• _Texte fourni_
=-=-=

Bontius énumère ici quelques remèdes indigènes empiriquement employés à Java, et appropriés en effet, au traitement de tous les flux abondants. Mais il associe à ces prescriptions rationnelles, des agents dotés de vertus imaginaires, tels que la pierre de bézoard, la corne de rhinocéros, les pierres précieuses préparées, etc.

«Si ces moyens échouent, dit-il ensuite, il faut prescrire sans retard l’extrait de safran[851], soit pour provoquer le sommeil, devenu bien nécessaire dans un pareil état de prostration, soit pour atténuer la surexcitation humorale et donner à la nature la force de vaincre son ennemi. Les cholériques expirent presque toujours dans les convulsions.»

Après avoir lu cette description du choléra endémique des Indes-Orientales, tel que l’ont vu de leur temps les médecins anglais, on ne peut s’empêcher d’y reconnaître, sauf les nuances imputables à certaines influences locales, le choléra observé par Hippocrate[852], Paul d’Égine[853], Celse[854], Arétée[855], Cœlius Aurelianus[856], Alexandre de Tralles[857], etc., etc.

Parmi les modernes, Baillou l’a parfaitement dépeint en quelques mots: «Cholera morbus est cum sursum deorsum magno impetu bilis fertur, ut magna brevi tempore spirituum fiat evacuatio et dolores acerbissimi sint; hinc mors[858]

J’ai dit qu’on observe cette maladie pendant la saison où les journées chaudes et humides sont suivies de nuits humides et froides. Quand ces alternatives se prolongent avec un certain degré d’intensité, la constitution médicale qui se dessine, multiplie peu à peu les cas individuels, et il en résulte bientôt une petite épidémie. Tel fut le choléra-morbus observé à Nîmes par Lazare Rivière, pendant l’été de 1564. Malouin le vit régner à Paris, dans le mois de juillet 1751. La ville de Lyon en souffrit pendant l’été de 1822. Nous en recueillons annuellement des cas plus ou moins nombreux, sur notre littoral méditerranéen, et toujours à l’époque d’élection fixée par Sydenham. Cette maladie peut prendre un haut degré de gravité qui impose une grande circonspection au diagnostic. Le cholera infantilis, si funeste au jeune âge, était fréquent dans notre pathologie locale, bien longtemps avant l’apparition du choléra moderne. Depuis cette époque, on a souvent pris, à tort, ces cas de choléra nostras, pour des attaques de la grande épidémie.

=-=-=

• _Données de l'exercice_
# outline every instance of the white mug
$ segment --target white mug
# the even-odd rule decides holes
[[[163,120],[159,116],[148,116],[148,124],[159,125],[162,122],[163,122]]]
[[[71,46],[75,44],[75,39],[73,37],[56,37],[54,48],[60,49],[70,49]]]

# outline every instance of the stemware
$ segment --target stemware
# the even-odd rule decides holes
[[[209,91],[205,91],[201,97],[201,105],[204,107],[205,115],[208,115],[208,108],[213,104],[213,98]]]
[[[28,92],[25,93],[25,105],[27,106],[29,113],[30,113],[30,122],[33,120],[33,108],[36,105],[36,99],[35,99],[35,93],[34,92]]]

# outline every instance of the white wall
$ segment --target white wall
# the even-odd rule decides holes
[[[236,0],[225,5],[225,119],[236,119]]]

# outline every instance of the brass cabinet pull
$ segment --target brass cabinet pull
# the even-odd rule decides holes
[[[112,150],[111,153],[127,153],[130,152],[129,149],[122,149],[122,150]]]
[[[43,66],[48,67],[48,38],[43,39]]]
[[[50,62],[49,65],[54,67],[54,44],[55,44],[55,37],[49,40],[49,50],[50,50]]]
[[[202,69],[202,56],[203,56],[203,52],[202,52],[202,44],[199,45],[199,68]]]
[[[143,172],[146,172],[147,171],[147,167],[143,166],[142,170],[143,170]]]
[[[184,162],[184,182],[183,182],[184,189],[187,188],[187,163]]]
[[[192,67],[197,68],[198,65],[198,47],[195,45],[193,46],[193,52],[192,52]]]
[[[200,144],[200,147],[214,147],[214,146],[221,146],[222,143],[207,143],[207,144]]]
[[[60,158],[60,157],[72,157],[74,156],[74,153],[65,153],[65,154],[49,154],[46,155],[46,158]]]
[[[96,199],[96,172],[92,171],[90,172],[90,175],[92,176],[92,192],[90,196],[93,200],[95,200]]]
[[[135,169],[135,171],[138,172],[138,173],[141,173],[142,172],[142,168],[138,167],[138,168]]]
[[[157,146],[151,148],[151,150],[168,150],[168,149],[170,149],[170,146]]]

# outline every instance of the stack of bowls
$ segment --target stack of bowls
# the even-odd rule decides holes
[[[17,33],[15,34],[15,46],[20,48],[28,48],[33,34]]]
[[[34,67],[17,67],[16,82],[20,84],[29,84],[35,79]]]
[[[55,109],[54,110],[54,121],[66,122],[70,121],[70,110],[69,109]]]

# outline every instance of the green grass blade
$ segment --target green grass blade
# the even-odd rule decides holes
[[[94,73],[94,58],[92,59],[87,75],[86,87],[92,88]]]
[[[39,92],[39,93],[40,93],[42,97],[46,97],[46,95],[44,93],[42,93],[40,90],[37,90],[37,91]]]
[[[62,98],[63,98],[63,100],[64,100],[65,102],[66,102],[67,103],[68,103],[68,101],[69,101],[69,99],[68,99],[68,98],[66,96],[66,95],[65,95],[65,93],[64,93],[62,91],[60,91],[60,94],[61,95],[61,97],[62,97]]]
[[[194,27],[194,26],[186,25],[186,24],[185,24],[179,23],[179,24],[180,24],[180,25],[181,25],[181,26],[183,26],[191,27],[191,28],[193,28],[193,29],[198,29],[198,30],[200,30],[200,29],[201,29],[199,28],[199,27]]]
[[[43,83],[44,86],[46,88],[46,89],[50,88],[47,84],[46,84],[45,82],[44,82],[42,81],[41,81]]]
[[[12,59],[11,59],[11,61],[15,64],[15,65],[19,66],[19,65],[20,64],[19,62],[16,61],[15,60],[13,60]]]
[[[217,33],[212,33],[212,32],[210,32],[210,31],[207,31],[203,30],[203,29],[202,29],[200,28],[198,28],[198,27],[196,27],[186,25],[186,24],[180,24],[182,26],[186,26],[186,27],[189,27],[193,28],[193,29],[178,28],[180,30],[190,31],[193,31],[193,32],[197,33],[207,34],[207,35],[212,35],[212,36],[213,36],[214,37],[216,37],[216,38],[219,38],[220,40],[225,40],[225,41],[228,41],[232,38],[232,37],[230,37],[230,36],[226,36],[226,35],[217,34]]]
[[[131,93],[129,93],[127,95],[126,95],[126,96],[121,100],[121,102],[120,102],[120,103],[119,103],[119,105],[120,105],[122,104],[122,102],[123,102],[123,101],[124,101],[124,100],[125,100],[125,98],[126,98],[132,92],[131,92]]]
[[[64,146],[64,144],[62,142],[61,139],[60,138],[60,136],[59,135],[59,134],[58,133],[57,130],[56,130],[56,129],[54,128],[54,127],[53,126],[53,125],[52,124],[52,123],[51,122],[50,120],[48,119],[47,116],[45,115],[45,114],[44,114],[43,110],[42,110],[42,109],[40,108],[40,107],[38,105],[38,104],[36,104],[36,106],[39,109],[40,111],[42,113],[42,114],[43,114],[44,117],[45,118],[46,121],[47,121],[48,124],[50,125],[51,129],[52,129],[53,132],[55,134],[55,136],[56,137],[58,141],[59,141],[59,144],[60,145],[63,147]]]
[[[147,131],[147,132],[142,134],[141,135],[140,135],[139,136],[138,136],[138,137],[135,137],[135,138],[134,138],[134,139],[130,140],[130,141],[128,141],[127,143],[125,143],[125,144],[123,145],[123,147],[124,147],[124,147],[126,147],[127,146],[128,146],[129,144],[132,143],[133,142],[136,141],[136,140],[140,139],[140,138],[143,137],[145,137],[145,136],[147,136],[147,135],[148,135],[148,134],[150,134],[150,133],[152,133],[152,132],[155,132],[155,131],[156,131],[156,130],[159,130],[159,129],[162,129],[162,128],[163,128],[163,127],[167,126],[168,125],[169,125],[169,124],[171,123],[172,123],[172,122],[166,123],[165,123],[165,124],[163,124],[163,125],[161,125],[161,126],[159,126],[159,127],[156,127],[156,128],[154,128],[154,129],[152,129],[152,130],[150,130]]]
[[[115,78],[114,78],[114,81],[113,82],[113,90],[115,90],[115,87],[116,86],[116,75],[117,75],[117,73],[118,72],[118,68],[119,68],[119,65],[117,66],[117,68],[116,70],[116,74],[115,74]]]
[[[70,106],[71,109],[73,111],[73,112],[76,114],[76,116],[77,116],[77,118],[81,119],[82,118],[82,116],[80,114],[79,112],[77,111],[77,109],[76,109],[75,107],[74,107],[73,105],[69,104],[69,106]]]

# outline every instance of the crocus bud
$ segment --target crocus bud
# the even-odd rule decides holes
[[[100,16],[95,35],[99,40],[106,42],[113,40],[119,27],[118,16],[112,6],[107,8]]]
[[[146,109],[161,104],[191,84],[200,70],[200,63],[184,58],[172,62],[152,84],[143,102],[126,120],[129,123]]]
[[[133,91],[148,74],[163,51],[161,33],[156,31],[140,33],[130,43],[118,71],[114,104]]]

=-=-=

• _Consigne_
Pouvez-vous recopier à l'identique, dans le texte sur le choléra, tout ce qui va de «Après avoir lu» jusqu'à «Tralles[857], etc., etc.» ?

• _Réponse_
Après avoir lu cette description du choléra endémique des Indes-Orientales, tel que l’ont vu de leur temps les médecins anglais, on ne peut s’empêcher d’y reconnaître, sauf les nuances imputables à certaines influences locales, le choléra observé par Hippocrate[852], Paul d’Égine[853], Celse[854], Arétée[855], Cœlius Aurelianus[856], Alexandre de Tralles[857], etc., etc.